(TASK DETAILS)
Search the records below for "Target: blurred background". Return that line and all remaining lines exactly.
====
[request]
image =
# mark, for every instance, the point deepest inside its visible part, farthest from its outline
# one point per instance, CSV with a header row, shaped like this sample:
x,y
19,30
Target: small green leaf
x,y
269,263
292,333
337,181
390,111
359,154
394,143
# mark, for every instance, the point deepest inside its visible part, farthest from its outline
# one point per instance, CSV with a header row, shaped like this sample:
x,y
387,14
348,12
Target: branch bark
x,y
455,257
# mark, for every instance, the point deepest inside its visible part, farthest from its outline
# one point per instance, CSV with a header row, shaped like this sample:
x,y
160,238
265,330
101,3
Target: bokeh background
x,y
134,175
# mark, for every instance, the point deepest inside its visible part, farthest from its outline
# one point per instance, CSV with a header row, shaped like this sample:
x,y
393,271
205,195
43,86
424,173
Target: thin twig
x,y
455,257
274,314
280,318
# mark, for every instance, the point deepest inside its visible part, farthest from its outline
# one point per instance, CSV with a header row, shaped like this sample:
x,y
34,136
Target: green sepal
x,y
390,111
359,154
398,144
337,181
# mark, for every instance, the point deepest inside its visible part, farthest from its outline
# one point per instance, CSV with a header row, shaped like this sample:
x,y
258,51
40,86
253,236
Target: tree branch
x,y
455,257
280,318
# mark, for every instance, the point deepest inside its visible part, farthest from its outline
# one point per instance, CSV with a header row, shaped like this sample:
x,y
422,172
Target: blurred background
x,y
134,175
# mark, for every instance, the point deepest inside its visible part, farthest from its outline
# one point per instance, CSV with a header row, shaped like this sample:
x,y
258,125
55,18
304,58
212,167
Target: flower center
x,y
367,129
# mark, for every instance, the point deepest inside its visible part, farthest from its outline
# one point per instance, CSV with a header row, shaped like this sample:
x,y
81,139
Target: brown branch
====
(OUTPUT BELOW)
Target: blurred background
x,y
134,175
# mark, for every instance, the point deepest inside its visible part, farthest from its outline
# one point per instance, CSV with a header row, shaped like this sample:
x,y
258,125
55,18
304,58
212,167
Target: flower center
x,y
367,129
# mark, for every instance, the point deepest inside its visible part, farthest from its outline
# one point per instance, CSV with a header row, shaped like this sample:
x,y
81,139
Target: brown branch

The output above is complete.